(Records from a dataset)

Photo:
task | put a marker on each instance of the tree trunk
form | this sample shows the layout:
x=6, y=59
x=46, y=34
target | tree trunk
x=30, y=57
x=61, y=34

*Stated task*:
Extract each line of the records above that contains the string "trunk", matching its case exactly.

*Exercise output*:
task | put a marker on each instance of the tree trunk
target | tree trunk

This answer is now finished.